*REQUIRED WORK*.
A faithful copy of the entire listing is what is needed.

*SOURCE DATA*.

= = =

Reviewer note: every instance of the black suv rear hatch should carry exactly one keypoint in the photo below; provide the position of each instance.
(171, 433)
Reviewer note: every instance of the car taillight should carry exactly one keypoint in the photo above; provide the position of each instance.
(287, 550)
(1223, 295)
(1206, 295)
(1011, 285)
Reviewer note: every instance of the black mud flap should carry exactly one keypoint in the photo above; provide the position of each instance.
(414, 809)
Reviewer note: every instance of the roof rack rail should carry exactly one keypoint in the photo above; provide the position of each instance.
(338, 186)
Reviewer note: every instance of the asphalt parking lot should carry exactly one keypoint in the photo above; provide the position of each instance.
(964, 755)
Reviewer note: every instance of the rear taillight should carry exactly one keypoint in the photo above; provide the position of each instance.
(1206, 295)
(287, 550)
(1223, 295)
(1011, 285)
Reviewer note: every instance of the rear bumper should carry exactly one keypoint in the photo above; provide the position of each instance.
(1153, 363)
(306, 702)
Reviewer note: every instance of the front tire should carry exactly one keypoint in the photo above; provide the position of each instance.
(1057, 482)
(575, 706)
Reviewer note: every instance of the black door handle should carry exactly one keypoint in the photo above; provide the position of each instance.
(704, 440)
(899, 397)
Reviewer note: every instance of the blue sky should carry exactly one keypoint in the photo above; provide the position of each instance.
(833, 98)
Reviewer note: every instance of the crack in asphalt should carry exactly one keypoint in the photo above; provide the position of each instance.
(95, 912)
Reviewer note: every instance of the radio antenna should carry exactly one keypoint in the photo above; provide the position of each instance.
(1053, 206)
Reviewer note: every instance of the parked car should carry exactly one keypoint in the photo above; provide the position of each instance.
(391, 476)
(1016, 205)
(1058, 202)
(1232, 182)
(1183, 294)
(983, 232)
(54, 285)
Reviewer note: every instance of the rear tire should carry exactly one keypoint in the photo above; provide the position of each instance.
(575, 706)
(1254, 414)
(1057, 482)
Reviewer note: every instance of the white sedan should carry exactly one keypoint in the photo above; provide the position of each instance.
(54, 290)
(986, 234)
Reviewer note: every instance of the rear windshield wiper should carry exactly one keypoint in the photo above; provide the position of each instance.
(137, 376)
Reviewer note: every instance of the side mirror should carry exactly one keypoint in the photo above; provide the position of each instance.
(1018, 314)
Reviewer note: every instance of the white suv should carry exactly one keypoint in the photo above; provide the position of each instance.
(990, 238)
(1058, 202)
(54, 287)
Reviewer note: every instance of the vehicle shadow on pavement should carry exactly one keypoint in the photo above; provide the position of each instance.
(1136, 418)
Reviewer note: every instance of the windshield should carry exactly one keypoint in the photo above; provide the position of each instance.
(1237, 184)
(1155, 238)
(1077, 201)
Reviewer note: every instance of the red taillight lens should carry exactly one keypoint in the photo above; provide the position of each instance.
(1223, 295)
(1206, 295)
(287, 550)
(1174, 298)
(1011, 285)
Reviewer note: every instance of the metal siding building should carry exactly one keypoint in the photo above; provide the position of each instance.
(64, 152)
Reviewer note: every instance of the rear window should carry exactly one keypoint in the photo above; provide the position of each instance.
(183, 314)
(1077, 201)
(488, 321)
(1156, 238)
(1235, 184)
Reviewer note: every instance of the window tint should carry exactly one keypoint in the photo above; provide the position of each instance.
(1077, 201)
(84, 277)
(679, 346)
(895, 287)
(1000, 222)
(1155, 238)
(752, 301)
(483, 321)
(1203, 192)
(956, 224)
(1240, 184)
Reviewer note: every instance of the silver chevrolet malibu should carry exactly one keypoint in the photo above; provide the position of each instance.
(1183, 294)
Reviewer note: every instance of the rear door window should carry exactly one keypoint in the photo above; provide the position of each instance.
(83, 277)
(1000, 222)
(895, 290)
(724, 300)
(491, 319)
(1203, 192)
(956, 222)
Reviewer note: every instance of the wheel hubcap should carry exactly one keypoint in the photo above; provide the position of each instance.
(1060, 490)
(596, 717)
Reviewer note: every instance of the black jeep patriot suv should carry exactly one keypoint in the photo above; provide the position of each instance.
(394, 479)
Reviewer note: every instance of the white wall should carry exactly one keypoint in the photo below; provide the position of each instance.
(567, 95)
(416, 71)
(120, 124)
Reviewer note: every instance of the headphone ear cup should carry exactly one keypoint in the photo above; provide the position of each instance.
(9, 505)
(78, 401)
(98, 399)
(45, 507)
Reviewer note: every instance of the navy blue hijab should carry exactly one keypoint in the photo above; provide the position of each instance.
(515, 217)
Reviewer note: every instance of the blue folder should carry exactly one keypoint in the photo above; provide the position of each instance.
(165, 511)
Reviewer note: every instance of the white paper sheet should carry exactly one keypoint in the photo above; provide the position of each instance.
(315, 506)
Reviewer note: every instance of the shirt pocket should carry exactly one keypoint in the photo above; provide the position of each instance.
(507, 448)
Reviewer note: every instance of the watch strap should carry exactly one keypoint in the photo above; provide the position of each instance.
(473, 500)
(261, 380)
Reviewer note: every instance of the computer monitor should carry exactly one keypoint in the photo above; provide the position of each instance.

= = =

*TASK OUTPUT*.
Reviewer note: every instance of the black suv rear hatch should carry exactly one keypoint in the photo below; provide the position of each instance.
(171, 433)
Reviewer note: every instance of the car taillight should carry exactly one keypoint in the photo above; provide the position of each instance.
(287, 550)
(1223, 295)
(1206, 295)
(1011, 285)
Reviewer note: every instance of the black mud flap should carry exactly one keypoint in the photo above; provide the position of each instance.
(414, 809)
Reviewer note: every instance of the roof rack rail should carry exactly one keypoint in the photo above; provide the position of each instance.
(338, 186)
Reviewer note: every instance of the asphalt parking lot should carry exactly one keypoint in the photo above; provide the position of each instance.
(964, 755)
Reviewer note: every instance of the rear taillight should carry exactly one keypoint in the photo above; provide the position of each instance.
(1206, 295)
(287, 550)
(1223, 295)
(1011, 285)
Reviewer note: every instance of the rear bumper should carry exactly one keypoint in the photo above; provide the position of each instance.
(1153, 363)
(306, 702)
Reviewer note: every instance of the front tire should carry exactly one keypoint in the photo above; provide the position of each instance.
(1057, 482)
(575, 706)
Reviewer note: every instance of the black door handle should carry exactly one keypoint in the photo above; provide the position of each instance.
(704, 440)
(899, 397)
Reviewer note: every instance of the blue sky should carry exactly one keypoint in the photo above; provide the position of each instance.
(833, 98)
Reviewer note: every instance of the crack in asphalt should carry exactly one keypoint in the photo above; provide the position of each instance.
(95, 912)
Reviewer note: every instance of the radio antenna should carry exactly one keypoint in the photo above; provide the position of each instance.
(1053, 206)
Reviewer note: every instance of the parked car should carry exactly one keypoint in the photo above; provide the position of each instance.
(391, 476)
(1016, 205)
(1058, 202)
(1232, 182)
(1183, 294)
(983, 232)
(54, 285)
Reviewer note: every instance of the rear tire should carry exactly one keypoint in the photo above; provide the position of each instance.
(575, 706)
(1254, 414)
(1057, 482)
Reviewer note: every instance of the white sedan should carry exactly one keypoint in the photo above; provide the position of each instance.
(54, 290)
(986, 234)
Reviewer note: every instance of the rear windshield wiper should carry exactly one keypoint in the photo above; provide the position of each instance.
(137, 376)
Reviewer note: every instance of the side mirror should carry exactly one keypoint in the photo above; provide the position of each instance.
(1018, 314)
Reviewer note: every instance of the white suv should carry exactly one keypoint in the photo above; provide the position of each instance.
(990, 238)
(1058, 202)
(54, 287)
Reviewer note: every instance of the vehicle shadow on pavement should carry exactly one keypoint in the photo above; provide the position of each instance.
(1136, 418)
Reviewer note: every instance of the windshield should carry exactly one keypoint in the photo above; provide the position of each instance.
(1237, 184)
(1155, 238)
(1077, 201)
Reviewer note: every instance of the red taillight lens should carry exactly one keypoint in the photo above; provide the position of each instance.
(1223, 295)
(1206, 295)
(287, 550)
(1174, 298)
(1011, 285)
Reviewer note: every instance of the metal siding building should carry exactly one keypoint in the photo above; provide the position of each instance.
(64, 152)
Reviewer note: every instance of the rear window should carry exactly one keypoint in the photo above; provide the position of each instance.
(183, 314)
(1077, 201)
(488, 321)
(1156, 238)
(1235, 184)
Reviewer note: every instance of the window tint should carry exactly one keypoint in the photo above; provide the position of each instance.
(1077, 201)
(84, 277)
(679, 346)
(895, 287)
(1000, 222)
(1155, 238)
(752, 301)
(483, 321)
(1203, 192)
(956, 224)
(1240, 184)
Reviewer note: every instance of the silver chevrolet malibu should carry exactly one keypoint in the photo above; provide the position of each instance.
(1183, 294)
Reviewer note: every instance of the rear door window should carry exactly one keypoint in the photo above; provide the position of each instance.
(83, 277)
(1000, 222)
(895, 290)
(724, 300)
(491, 319)
(1203, 192)
(956, 222)
Reviewer note: every instance of the wheel hubcap should carry exactly one keypoint in the photo above; provide the position of each instance.
(1060, 490)
(596, 717)
Reviewer note: every instance of the black jeep patriot suv should carry exactly one keypoint in the photo above; provide the position of each instance.
(394, 479)
Reviewer note: every instance of the white wall should carry exactly one keypoint in the photo below; provide the position of each instance.
(567, 95)
(416, 71)
(120, 124)
Reviewer note: every instance of the headphone ear cup should carry exactly one keypoint in the photo above; provide the position of each instance.
(9, 505)
(78, 401)
(98, 399)
(45, 507)
Reviewer note: every instance of the navy blue hijab should carry exactly one keypoint in the photo above; provide the position of each instance.
(515, 217)
Reviewer note: every instance of the blue folder should carry exactly one keypoint in the photo above; provide the position of each instance.
(165, 511)
Reviewer note: every instance of the white paper sheet should carry exactly one keypoint in the photo above; provide the position of each instance.
(315, 506)
Reviewer note: every instance of the shirt pocket should carry exactly one keypoint in the photo above; provide the position of each instance.
(507, 448)
Reviewer note: every instance of the watch strap should carry exactly one keypoint in the photo above; provide the position of each instance.
(473, 500)
(261, 380)
Reviewer note: every instance of the computer monitor should carry exactly one keypoint in the photo above; provide the position of each instance.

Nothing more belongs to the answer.